▶ [EXERCISE INSTRUCTIONS]: Write out the whole listing below line for line, without altering a single character.

▶ [RECORDS PROVIDED]:
<<<<

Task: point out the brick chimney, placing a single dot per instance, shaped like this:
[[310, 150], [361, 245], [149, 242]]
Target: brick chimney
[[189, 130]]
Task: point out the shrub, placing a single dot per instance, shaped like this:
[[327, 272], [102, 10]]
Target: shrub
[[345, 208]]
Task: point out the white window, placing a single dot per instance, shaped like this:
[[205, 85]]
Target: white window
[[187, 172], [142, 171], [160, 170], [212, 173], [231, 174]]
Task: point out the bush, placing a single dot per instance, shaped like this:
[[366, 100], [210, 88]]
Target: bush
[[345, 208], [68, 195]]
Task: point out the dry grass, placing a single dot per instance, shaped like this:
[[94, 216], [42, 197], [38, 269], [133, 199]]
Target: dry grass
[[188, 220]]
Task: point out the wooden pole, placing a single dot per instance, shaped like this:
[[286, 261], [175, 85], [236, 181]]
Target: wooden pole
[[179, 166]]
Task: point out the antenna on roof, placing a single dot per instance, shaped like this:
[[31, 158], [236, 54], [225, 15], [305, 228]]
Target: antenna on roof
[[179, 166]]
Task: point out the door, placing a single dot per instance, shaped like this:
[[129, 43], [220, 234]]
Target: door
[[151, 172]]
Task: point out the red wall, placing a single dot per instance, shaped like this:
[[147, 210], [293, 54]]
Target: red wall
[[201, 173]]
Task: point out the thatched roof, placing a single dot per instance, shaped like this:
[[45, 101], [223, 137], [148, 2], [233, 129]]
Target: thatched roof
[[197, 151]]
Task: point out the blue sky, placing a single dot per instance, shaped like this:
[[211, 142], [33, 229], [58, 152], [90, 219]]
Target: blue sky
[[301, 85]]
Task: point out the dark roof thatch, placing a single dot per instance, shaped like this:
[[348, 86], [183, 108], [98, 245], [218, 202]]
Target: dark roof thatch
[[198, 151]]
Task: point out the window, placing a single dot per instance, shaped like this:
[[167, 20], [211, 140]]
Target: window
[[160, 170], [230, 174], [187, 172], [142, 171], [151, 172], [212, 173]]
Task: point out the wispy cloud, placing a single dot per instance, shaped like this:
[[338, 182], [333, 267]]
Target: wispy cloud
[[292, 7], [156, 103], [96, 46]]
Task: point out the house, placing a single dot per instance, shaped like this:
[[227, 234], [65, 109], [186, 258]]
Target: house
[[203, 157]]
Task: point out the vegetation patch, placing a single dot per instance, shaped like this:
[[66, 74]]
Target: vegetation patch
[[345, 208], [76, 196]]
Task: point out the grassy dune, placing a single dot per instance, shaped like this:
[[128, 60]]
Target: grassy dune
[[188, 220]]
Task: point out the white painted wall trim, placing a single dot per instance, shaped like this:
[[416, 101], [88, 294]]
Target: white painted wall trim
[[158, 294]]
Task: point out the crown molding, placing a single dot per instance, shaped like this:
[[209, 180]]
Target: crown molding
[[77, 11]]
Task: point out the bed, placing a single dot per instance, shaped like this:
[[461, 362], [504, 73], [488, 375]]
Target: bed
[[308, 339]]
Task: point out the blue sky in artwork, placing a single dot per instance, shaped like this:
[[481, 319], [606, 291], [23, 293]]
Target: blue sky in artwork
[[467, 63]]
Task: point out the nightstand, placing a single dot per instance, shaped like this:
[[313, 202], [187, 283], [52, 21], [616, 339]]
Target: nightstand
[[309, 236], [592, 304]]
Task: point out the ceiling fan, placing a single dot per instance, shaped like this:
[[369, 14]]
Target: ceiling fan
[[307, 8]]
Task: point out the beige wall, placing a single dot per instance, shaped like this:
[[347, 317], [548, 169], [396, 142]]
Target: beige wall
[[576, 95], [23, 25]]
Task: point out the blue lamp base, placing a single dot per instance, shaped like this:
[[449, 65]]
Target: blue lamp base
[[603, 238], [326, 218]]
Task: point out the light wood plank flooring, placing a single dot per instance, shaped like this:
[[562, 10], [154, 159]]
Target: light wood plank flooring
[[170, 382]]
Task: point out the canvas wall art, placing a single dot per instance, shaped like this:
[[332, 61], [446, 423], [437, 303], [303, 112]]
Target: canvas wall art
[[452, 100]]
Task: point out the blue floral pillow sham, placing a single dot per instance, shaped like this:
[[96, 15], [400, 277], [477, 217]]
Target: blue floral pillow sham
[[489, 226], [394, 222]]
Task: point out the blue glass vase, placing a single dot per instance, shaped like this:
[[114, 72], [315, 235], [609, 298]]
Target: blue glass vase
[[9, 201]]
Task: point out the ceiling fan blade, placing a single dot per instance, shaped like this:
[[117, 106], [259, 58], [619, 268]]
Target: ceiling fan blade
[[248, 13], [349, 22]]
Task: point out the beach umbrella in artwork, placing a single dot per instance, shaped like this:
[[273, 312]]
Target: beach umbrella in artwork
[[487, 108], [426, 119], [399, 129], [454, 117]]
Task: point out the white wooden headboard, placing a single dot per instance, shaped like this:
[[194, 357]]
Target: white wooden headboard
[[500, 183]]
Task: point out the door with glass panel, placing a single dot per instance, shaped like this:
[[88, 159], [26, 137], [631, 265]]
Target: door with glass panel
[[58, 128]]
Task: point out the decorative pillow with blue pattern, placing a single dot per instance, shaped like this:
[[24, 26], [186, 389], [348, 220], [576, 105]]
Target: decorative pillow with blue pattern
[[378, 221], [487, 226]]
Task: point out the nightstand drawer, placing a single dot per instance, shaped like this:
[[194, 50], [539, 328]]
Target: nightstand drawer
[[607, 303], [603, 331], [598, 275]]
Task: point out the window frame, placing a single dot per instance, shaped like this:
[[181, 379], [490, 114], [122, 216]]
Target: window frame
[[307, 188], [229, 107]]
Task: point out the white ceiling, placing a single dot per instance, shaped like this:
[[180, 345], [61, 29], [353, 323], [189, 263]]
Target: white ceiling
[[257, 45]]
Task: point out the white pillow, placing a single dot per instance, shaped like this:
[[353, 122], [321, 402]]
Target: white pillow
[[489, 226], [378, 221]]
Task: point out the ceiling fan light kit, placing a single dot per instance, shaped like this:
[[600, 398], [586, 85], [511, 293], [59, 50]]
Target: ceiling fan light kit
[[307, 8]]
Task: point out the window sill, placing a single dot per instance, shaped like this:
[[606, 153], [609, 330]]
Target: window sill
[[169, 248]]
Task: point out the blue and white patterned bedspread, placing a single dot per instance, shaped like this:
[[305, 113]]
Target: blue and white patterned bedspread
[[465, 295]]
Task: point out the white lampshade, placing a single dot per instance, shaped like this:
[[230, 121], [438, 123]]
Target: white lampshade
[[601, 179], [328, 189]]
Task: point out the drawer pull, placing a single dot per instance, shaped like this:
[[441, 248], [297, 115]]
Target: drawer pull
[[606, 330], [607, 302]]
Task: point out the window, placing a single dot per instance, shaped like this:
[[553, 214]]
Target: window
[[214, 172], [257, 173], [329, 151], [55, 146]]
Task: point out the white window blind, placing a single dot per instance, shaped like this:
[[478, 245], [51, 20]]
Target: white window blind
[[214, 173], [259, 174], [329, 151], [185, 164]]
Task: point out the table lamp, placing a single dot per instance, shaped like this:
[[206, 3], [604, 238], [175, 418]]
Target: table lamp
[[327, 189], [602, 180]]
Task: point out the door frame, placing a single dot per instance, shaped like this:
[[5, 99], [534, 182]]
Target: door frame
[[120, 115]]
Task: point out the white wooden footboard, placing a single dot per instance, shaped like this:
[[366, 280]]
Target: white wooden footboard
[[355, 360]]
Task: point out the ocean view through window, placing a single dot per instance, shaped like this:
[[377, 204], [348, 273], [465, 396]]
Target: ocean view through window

>>>>

▶ [RESULT FOR THIS EXERCISE]:
Task: point out the brick chimney, placing a single dot per instance, shaped like this:
[[310, 150], [361, 245], [149, 242]]
Target: brick chimney
[[189, 130]]
Task: point out the shrub, placing a single dot per instance, shaped like this:
[[327, 272], [102, 10]]
Target: shrub
[[345, 208]]
Task: point out the white window, placing a single dot per instance, shaped like this:
[[205, 85]]
Target: white window
[[187, 172], [142, 171], [160, 170], [212, 173], [231, 174]]
Task: point out the bush, placing a single dot per instance, shaped like this:
[[366, 100], [210, 88]]
Target: bush
[[345, 208], [68, 195]]
Task: point out the dry grass, placing a single dot per instance, shaped like this:
[[94, 216], [42, 197], [38, 269], [133, 199]]
Target: dry grass
[[188, 220]]
Task: point out the wooden pole, placing a single dot per instance, shaped like this:
[[286, 261], [175, 85], [236, 181]]
Target: wooden pole
[[179, 166]]
Task: point out the antenna on roof, placing a single dot per instance, shaped like this:
[[31, 158], [236, 54], [225, 15], [305, 228]]
Target: antenna on roof
[[179, 166]]
Task: point out the door, placing a single dot per instance, shaped like this:
[[129, 43], [220, 234]]
Target: door
[[151, 172]]
Task: point out the red wall, placing a single dot per instance, shaped like this:
[[147, 210], [293, 54]]
Target: red wall
[[201, 173]]
Task: point out the thatched roof, placing a single dot per instance, shaped like this:
[[45, 101], [223, 137], [148, 2], [233, 129]]
Target: thatched roof
[[197, 151]]
Task: point out the blue sky, placing a single dot per instance, shaped like this:
[[211, 142], [33, 229], [58, 152], [90, 219]]
Target: blue sky
[[301, 85]]
Task: point out the dark roof thatch, placing a single dot per instance, shaped like this:
[[348, 86], [183, 108], [98, 245], [218, 202]]
Target: dark roof thatch
[[198, 151]]
Task: point out the window, placing a single dot per instance, shaped like this:
[[167, 20], [211, 140]]
Target: window
[[160, 170], [230, 174], [187, 172], [142, 171], [151, 172], [212, 173]]
Task: point out the wispy cloud, placing a single dot per instance, shaped like this:
[[338, 182], [333, 267]]
Target: wispy cloud
[[292, 7], [156, 103], [96, 46]]
Task: point out the house, placing a single dot per instance, shaped like this:
[[227, 234], [65, 109], [186, 258]]
Target: house
[[203, 157]]
Task: point out the vegetation patch, placing a single dot per instance, shaped like this:
[[66, 74]]
Target: vegetation patch
[[345, 208], [76, 196]]
Task: point out the grassy dune, placing a single dot per instance, shaped like this:
[[128, 60]]
Target: grassy dune
[[188, 220]]
Task: point out the white painted wall trim, placing a single dot per instance, shaped like this:
[[416, 101], [88, 294]]
Target: white painted wall trim
[[158, 294]]
Task: point out the crown molding, placing a single dot per instance, shaped like this:
[[209, 180]]
Target: crown molding
[[77, 11]]
Task: point out the bed, placing a single dot per instance, shaped like this:
[[461, 362], [504, 73], [488, 375]]
Target: bed
[[308, 339]]
Task: point out the blue sky in artwork, placing a single dot per instance, shaped like this:
[[481, 319], [606, 291], [23, 293]]
Target: blue sky in artwork
[[467, 63]]
Task: point out the nightstand, placing a single dot per instance, shaped like this:
[[313, 202], [187, 283], [52, 21], [616, 339]]
Target: nightstand
[[309, 236], [592, 304]]
Task: point out the ceiling fan, placing a single dot per instance, shaped like this:
[[369, 14]]
Target: ceiling fan
[[307, 8]]
Task: point out the beige wall, placing a single dot per instance, shaped like this:
[[347, 317], [548, 169], [396, 142]]
Target: beige wall
[[576, 95], [23, 25]]
Task: point out the blue lamp base, placing a single dot per instance, shaped like this:
[[449, 65]]
Target: blue lamp base
[[603, 238], [326, 218]]
Task: point out the light wood plank flooring, placing a single dot per instance, shaped like this:
[[562, 10], [154, 159]]
Target: light wood plank flooring
[[170, 382]]
Task: point out the canvas wall art, placing a single dot per instance, shaped like this:
[[332, 61], [446, 423], [437, 303], [303, 112]]
Target: canvas wall art
[[452, 100]]
Task: point out the blue floral pillow sham, placing a single dot per instance, shaped like this:
[[96, 15], [400, 277], [477, 217]]
Target: blue floral pillow sham
[[489, 226], [394, 222]]
Task: point out the blue glass vase, placing a single dot per instance, shaped like this:
[[114, 72], [315, 235], [609, 298]]
Target: blue glass vase
[[9, 201]]
Task: point out the ceiling fan blade, placing a single dot per instance, shaped like this:
[[117, 106], [259, 58], [619, 268]]
Target: ceiling fan blade
[[248, 13], [349, 22]]
Task: point out the beach umbrella in artwork, placing a single dot per instance, shaped like this:
[[273, 312]]
Target: beach umbrella in artwork
[[487, 108], [426, 119], [399, 129], [454, 117]]
Task: point out the white wooden headboard, placing a single dot per instance, shaped like this:
[[194, 357]]
Target: white wooden headboard
[[500, 183]]
Task: point out the door with glass panel, placing a single dot per instance, shaped like this:
[[88, 159], [26, 137], [631, 265]]
Target: door with glass panel
[[58, 128]]
Task: point out the decorative pillow with blue pattern, placing a single dot per instance, shaped like this:
[[24, 26], [186, 389], [348, 220], [576, 105]]
Target: decorative pillow with blue pattern
[[378, 221], [487, 226]]
Task: point out the nightstand drawer, placing a single dot per instance, shaped like this:
[[194, 50], [539, 328]]
Target: nightstand drawer
[[607, 303], [603, 331], [598, 275]]
Task: point out the window frame, placing a single dot per instance, shaped like this:
[[181, 379], [490, 114], [122, 216]]
Target: window frame
[[307, 188], [229, 107]]
Task: point out the white ceiling, placing a single dot per instance, shaped like this:
[[180, 345], [61, 29], [353, 323], [189, 263]]
Target: white ceiling
[[257, 45]]
Task: point out the white pillow, placing a single dot per instance, shaped like this:
[[353, 122], [321, 402]]
Target: white pillow
[[489, 226], [378, 221]]
Task: point out the ceiling fan light kit, placing a single dot per instance, shaped like this:
[[600, 398], [586, 85], [511, 293], [59, 50]]
Target: ceiling fan light kit
[[307, 8]]
Task: point out the window sill, placing a single dot per instance, shaped like this:
[[606, 153], [609, 330]]
Target: window sill
[[169, 248]]
Task: point out the blue and white patterned bedspread, placing a single dot per instance, shaped like this:
[[305, 113]]
Target: blue and white patterned bedspread
[[465, 295]]
Task: point out the white lampshade, placing a single dot per instance, shaped like this:
[[230, 121], [438, 123]]
Target: white lampshade
[[601, 179], [328, 189]]
Task: point out the drawer pull, placing a single dot per instance, shaped like this:
[[441, 248], [297, 115]]
Target: drawer pull
[[606, 330], [607, 302]]
Task: point out the window, placing a single dot per instance, shaped like this:
[[553, 214]]
Target: window
[[214, 172], [257, 173], [329, 151], [55, 146]]
Task: point out the white window blind, placing a single dot per instance, shaped like this:
[[478, 245], [51, 20]]
Target: white window blind
[[214, 173], [259, 174], [329, 151], [185, 164]]
Task: point out the table lamp, placing a single dot per instance, shaped like this:
[[206, 3], [604, 238], [175, 418]]
Target: table lamp
[[327, 189], [602, 180]]
Task: point out the door frame, placing a single dot per instance, shaped like this:
[[5, 99], [534, 182]]
Target: door frame
[[120, 115]]
Task: point out the white wooden footboard, placing a single dot per instance, shaped like this:
[[366, 280]]
Target: white wooden footboard
[[355, 360]]
Task: point out the ocean view through window, placing a single dot per instance, shaped like this:
[[377, 204], [348, 273], [465, 396]]
Target: ocean view through window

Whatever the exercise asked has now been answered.